■ **The problem**
Give back exactly the line that contains "the rear side window" and all the lines after it in the records below, to the very last, with no other output.

**** Data extract

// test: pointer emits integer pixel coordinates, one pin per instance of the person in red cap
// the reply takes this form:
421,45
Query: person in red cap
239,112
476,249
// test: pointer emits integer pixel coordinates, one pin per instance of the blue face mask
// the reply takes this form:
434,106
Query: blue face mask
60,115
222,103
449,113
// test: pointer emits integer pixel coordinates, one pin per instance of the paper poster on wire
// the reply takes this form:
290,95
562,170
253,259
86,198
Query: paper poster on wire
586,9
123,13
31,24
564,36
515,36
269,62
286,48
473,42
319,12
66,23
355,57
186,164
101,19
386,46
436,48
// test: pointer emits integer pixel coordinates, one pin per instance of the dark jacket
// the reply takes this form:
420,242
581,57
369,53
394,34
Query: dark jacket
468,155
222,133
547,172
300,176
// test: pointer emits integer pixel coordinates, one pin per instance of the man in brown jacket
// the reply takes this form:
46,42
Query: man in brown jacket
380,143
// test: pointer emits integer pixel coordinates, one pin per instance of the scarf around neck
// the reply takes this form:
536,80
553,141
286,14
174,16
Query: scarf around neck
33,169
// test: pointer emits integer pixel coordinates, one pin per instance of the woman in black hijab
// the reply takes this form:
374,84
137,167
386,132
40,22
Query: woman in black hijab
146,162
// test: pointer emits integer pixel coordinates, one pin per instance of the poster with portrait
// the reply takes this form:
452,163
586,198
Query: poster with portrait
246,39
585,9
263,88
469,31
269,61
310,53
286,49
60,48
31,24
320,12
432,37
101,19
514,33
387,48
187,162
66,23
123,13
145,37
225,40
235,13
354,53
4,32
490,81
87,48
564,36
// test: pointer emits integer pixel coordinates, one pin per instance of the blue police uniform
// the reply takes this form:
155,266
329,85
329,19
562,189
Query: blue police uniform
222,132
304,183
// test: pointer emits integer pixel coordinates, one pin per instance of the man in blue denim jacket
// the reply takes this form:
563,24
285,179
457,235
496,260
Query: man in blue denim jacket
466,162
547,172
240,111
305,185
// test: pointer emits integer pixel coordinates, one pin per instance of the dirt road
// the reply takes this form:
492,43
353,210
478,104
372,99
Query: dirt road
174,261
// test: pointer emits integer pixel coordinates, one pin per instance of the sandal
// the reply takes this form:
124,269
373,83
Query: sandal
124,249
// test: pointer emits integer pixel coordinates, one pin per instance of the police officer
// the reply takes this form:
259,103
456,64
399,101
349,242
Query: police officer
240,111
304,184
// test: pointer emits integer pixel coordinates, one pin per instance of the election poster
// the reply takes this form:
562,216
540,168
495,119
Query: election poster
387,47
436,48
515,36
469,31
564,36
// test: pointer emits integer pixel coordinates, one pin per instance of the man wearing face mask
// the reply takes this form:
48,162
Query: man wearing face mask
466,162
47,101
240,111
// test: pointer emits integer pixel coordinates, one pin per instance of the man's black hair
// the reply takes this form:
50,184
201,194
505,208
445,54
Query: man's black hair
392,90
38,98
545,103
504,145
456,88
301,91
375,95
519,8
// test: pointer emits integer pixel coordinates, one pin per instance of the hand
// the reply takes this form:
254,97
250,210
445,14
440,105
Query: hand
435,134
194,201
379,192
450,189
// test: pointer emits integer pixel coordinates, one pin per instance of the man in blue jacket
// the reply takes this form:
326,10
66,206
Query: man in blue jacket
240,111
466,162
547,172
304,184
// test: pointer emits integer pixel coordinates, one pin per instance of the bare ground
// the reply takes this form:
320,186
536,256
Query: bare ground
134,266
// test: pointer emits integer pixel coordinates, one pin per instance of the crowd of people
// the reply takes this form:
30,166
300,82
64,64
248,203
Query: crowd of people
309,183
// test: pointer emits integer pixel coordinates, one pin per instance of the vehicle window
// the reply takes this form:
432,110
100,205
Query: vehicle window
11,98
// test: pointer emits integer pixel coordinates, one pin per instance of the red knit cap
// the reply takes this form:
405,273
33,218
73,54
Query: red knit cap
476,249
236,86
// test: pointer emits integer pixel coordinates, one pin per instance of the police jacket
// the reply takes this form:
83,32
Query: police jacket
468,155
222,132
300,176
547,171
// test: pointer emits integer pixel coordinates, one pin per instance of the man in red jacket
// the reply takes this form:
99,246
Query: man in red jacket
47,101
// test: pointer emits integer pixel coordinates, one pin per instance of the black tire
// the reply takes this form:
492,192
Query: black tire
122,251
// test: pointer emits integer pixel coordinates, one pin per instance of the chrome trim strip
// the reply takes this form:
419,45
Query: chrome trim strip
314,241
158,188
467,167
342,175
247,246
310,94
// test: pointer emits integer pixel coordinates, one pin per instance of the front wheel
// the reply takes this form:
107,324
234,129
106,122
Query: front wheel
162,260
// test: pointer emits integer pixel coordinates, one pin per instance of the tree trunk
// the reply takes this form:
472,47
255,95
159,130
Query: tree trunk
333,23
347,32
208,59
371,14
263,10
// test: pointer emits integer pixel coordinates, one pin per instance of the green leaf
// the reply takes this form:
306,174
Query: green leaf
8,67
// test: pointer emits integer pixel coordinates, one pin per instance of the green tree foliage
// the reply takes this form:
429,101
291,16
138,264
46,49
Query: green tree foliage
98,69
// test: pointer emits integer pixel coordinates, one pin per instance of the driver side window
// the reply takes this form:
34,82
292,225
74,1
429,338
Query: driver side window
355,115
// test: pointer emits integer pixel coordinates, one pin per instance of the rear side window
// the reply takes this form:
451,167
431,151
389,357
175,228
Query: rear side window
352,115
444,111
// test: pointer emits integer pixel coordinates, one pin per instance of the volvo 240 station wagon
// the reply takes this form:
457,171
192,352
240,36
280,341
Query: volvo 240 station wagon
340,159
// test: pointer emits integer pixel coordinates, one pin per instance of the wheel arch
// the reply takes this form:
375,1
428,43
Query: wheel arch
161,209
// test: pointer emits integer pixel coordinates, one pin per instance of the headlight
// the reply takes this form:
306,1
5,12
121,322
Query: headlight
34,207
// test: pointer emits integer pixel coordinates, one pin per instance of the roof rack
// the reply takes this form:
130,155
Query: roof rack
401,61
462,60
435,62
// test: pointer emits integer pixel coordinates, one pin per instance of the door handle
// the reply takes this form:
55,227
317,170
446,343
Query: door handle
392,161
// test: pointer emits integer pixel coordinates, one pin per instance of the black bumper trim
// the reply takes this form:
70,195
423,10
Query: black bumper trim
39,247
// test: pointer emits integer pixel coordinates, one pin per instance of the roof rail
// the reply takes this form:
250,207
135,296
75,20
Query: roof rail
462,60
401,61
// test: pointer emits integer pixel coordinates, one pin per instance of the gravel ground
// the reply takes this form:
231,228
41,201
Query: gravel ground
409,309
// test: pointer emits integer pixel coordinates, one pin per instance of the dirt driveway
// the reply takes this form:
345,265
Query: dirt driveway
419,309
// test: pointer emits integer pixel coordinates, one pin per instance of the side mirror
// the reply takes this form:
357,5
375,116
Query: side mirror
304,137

********

■ **Written answer**
// test: pointer emits integer pixel coordinates, one pin per instance of the rear side window
// the reply takes this form:
451,167
431,151
389,357
175,228
Query: rear side window
352,115
444,111
// test: pointer emits integer pixel coordinates, one pin per instance of the volvo 240 station wagon
// the reply takes this form:
457,171
192,352
240,36
280,341
Query: volvo 240 station wagon
340,159
// test: pointer emits integer pixel coordinates, one pin per instance of the wheel arch
// the reply takes this form:
375,1
428,43
Query: wheel arch
161,209
// test: pointer emits integer pixel coordinates, one pin per instance of the headlight
// the reply takes this form:
306,1
5,12
121,322
Query: headlight
34,207
// test: pointer emits integer pixel coordinates, one pin per instance of the roof rack
// the reply takes this form:
130,155
Query: roof rack
401,61
462,60
435,62
// test: pointer emits integer pixel coordinates, one pin per instance of the door handle
// the reply takes this form:
55,227
317,170
446,343
Query: door handle
392,161
// test: pointer emits integer pixel coordinates, one pin per instance of the black bumper trim
// the reply takes this form:
70,195
423,10
Query: black bumper trim
39,247
// test: pointer emits integer pixel coordinates, one pin per instance of the roof rail
// the reply takes this form:
250,207
135,296
75,20
Query: roof rail
462,60
401,61
// test: pointer emits integer pixel coordinates, one pin per instance of the gravel ground
// the reply takes this form:
231,228
41,201
Query: gravel ground
409,309
// test: pointer emits integer pixel coordinates, one pin per instance of the dirt driveway
// the reply takes this form:
345,265
Query: dirt driveway
419,309
// test: pointer emits integer pixel coordinates, one pin per instance of the side mirror
// the reply takes this form:
357,5
375,116
Query: side mirror
304,137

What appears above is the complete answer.